What to produce -> Type out the entries again, matching each one exactly.

Data extract ->
*-*-*
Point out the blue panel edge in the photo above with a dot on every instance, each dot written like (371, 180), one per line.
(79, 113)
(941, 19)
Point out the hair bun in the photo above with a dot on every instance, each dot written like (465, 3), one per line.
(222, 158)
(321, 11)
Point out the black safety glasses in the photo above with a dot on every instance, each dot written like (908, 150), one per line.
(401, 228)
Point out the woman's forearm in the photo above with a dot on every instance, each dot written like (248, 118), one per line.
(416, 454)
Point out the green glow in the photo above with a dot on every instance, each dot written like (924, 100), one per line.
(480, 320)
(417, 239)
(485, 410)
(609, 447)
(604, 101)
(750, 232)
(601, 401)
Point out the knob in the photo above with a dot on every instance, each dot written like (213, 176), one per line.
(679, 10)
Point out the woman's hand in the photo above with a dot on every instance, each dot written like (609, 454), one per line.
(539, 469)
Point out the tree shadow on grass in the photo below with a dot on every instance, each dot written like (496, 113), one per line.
*-*-*
Answer ->
Point out the blue panel edge in the photo above with a dot on every instance, each dot written like (371, 180), one per line.
(79, 113)
(941, 19)
Point out the hair bun in the photo above with a dot on every instance, each dot written like (465, 3), one per line.
(222, 158)
(321, 11)
Point out the black safety glasses in the photo above with a dot on every instance, each dot written like (908, 150), one per line.
(401, 228)
Point out the woman's forearm in the photo above with a dot on every instance, each dot written like (248, 118), one per line.
(416, 454)
Point out the green glow in the photo above with a dot on every instance, each dot written like (924, 100), one per line.
(480, 320)
(417, 239)
(485, 410)
(609, 447)
(604, 101)
(750, 232)
(601, 401)
Point out the knob in the photo above with a dot on every instance, each dot written like (213, 176), one per line.
(679, 10)
Point out the woman's hand in the photo above with a dot on every instance, each dot written like (609, 454), one per line.
(539, 469)
Point out the tree shadow on grass in the photo below with a dot on every instance, each dot written like (496, 113), one per line.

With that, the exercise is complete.